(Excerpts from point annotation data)
+ + + +

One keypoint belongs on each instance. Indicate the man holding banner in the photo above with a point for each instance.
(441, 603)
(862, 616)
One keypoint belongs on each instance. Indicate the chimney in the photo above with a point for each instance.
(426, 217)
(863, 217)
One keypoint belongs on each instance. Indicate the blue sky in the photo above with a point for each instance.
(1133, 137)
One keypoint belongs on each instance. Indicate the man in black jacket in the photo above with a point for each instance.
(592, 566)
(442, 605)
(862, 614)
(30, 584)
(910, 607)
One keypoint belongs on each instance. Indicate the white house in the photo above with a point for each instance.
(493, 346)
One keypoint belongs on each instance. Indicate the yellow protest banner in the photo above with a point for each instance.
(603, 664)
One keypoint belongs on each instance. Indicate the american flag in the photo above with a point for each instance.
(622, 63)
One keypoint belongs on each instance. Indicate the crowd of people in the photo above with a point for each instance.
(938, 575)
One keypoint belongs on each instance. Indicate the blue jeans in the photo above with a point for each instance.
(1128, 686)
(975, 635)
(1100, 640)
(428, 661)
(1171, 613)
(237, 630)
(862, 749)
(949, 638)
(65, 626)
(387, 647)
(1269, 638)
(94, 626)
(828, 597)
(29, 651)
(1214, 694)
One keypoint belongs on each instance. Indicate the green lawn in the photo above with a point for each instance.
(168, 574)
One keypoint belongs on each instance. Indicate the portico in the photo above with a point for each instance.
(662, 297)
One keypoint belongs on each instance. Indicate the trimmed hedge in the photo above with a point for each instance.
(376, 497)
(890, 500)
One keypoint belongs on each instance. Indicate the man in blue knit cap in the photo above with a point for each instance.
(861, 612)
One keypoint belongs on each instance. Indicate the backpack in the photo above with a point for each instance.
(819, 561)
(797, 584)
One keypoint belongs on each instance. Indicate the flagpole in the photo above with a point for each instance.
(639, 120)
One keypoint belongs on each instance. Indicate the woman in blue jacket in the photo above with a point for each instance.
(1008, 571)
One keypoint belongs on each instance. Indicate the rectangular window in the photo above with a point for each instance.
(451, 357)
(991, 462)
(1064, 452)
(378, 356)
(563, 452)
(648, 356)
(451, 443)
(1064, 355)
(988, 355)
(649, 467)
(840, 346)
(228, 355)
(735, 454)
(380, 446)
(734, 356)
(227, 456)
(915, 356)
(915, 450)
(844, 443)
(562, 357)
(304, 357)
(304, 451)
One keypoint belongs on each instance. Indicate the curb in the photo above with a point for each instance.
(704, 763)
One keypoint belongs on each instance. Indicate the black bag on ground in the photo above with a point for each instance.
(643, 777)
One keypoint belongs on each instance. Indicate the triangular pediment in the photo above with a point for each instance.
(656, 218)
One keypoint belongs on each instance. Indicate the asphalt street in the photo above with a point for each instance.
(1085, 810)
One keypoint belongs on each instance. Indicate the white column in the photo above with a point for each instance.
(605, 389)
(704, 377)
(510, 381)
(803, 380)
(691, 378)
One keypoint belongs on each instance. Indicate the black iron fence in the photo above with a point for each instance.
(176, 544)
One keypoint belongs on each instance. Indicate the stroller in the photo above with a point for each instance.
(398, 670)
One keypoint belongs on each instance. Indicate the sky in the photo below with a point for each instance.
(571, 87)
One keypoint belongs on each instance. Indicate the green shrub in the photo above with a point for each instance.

+ + + +

#### What you will do:
Reproduce all data above, unchanged.

#### Solved problem:
One keypoint belongs on each instance. Indicate the man holding banner in the photo above with a point for each instance.
(441, 603)
(862, 616)
One keypoint belongs on each instance. Indicate the chimney in the photo above with a point for each instance.
(426, 217)
(863, 217)
One keypoint belongs on each instance. Indicate the blue sky in the photo above with a point for each instance.
(1133, 137)
One keypoint belongs on each instance. Indicate the man in black jacket in the photo above with a point for each instance.
(592, 566)
(442, 605)
(862, 614)
(30, 584)
(910, 607)
One keypoint belongs on each instance. Indicate the white house in the photo above with a point for each instance.
(493, 346)
One keypoint belongs on each instance. Indicate the yellow protest banner in the photo above with a point for each instance.
(603, 664)
One keypoint belongs on each instance. Indicate the american flag in the photo above with a point for each instance.
(622, 63)
One keypoint belongs on each instance. Indicate the crowd of people in the photo above with a point for each instance.
(938, 575)
One keypoint belongs on each instance. Indicate the blue jeans in the photo above with a point for each instance.
(1128, 686)
(975, 635)
(1100, 640)
(428, 661)
(1171, 613)
(237, 630)
(862, 749)
(949, 638)
(65, 626)
(387, 647)
(1269, 638)
(94, 626)
(828, 597)
(29, 651)
(1214, 694)
One keypoint belongs on each instance. Indicate the green lawn in the photo above with a point for each instance.
(168, 574)
One keypoint belongs on each instance. Indicate the portico in the photo above with a point for each instance.
(662, 297)
One keypoint belongs on each instance. Indicate the trimmed hedge in the photo above with a point for each instance.
(376, 497)
(890, 500)
One keypoint belongs on each instance. Indicate the man in blue knit cap in the photo above with a point for each instance.
(861, 612)
One keypoint belongs on each instance. Indicate the backpack in the photo above with a point for each instance.
(819, 561)
(797, 584)
One keypoint belongs on each instance. Indicate the flagpole in the photo above with a point for each instance.
(639, 120)
One keypoint belongs on each instance. Indicate the woman in blue jacket in the photo above with a point for each instance.
(1008, 571)
One keypoint belongs on each instance. Indicate the rectangular window in the photo above with a point for each instance.
(451, 357)
(991, 462)
(1064, 452)
(378, 356)
(563, 452)
(648, 356)
(451, 443)
(1064, 355)
(988, 355)
(649, 467)
(840, 346)
(228, 355)
(735, 454)
(380, 446)
(734, 356)
(227, 456)
(915, 356)
(915, 450)
(844, 443)
(562, 357)
(304, 357)
(304, 451)
One keypoint belongs on each instance. Indicate the curb in the photo above with a point for each instance.
(704, 763)
One keypoint belongs on each instance. Indicate the black bag on ground in the photo above with a point for each instance.
(643, 777)
One keypoint belongs on each instance. Indicate the triangular pediment in the photo above with a point for each instance.
(656, 218)
One keypoint belongs on each instance. Indicate the asphalt street in the photo above with a point for each instance.
(1085, 810)
One keypoint belongs on each instance. Indicate the white column in the photo above with a point for each instance.
(605, 389)
(704, 377)
(510, 381)
(803, 380)
(691, 378)
One keypoint belongs on each instance. Indicate the black iron fence in the photo above with a point for each instance.
(176, 544)
One keypoint belongs on each instance. Indicate the stroller in the photo above with a point for each instance.
(398, 670)
One keypoint belongs on each instance. Indicate the sky in the photo below with a point for each instance.
(571, 87)
One keypoint belongs on each instance. Indicate the green shrub in the photo above with a point for each instance.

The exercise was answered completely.